═════ Dataset extract ═════

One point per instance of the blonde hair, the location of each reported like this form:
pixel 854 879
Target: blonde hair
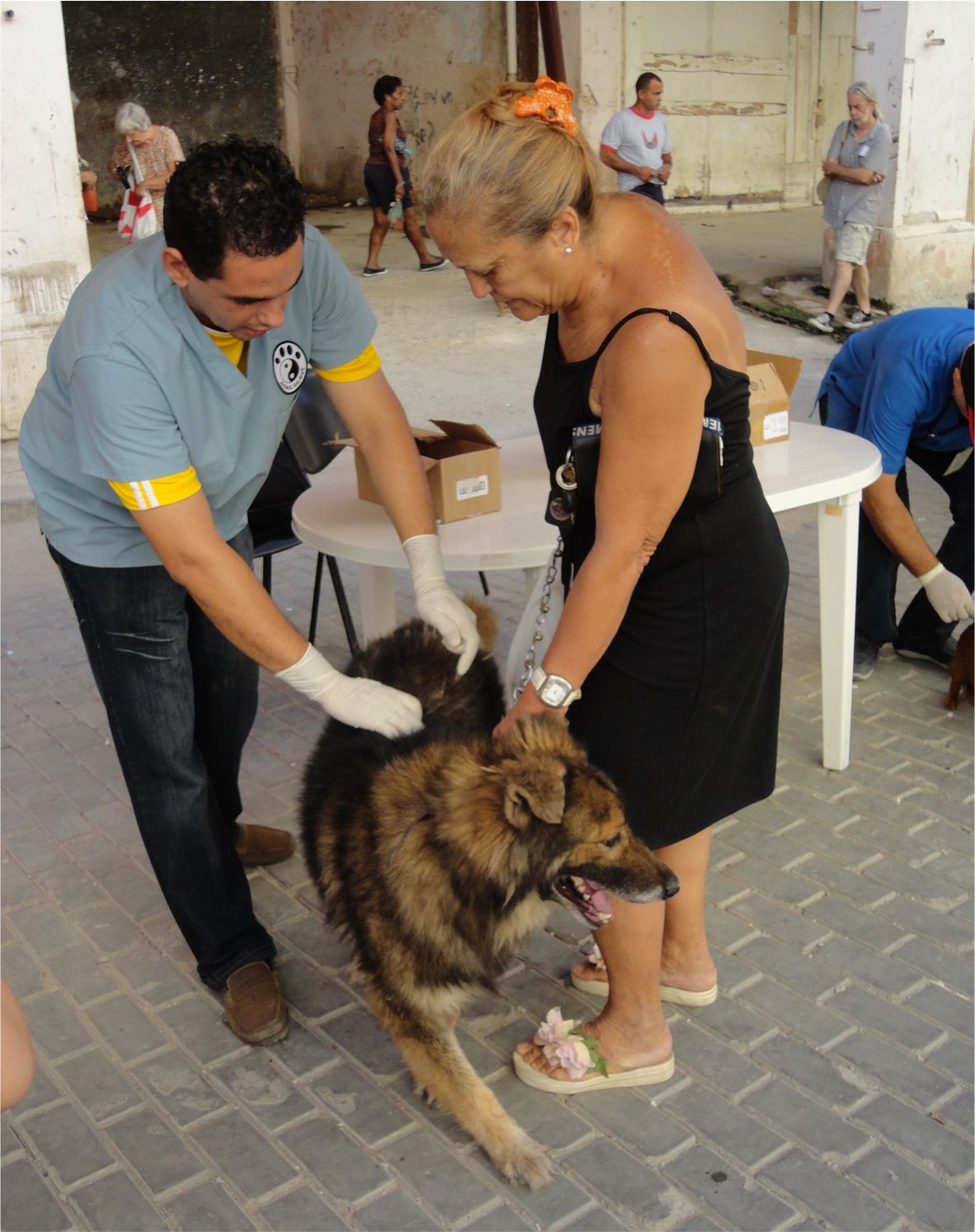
pixel 515 174
pixel 869 92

═════

*What the task asks*
Render every line of the listing above as a JSON list of strings, one string per line, with blank lines omitted and any picture left out.

*Worked solution*
[
  "One point per instance of the blonde hair, the location of each reported like this form:",
  "pixel 854 879",
  "Target: blonde hair",
  "pixel 515 174",
  "pixel 869 92"
]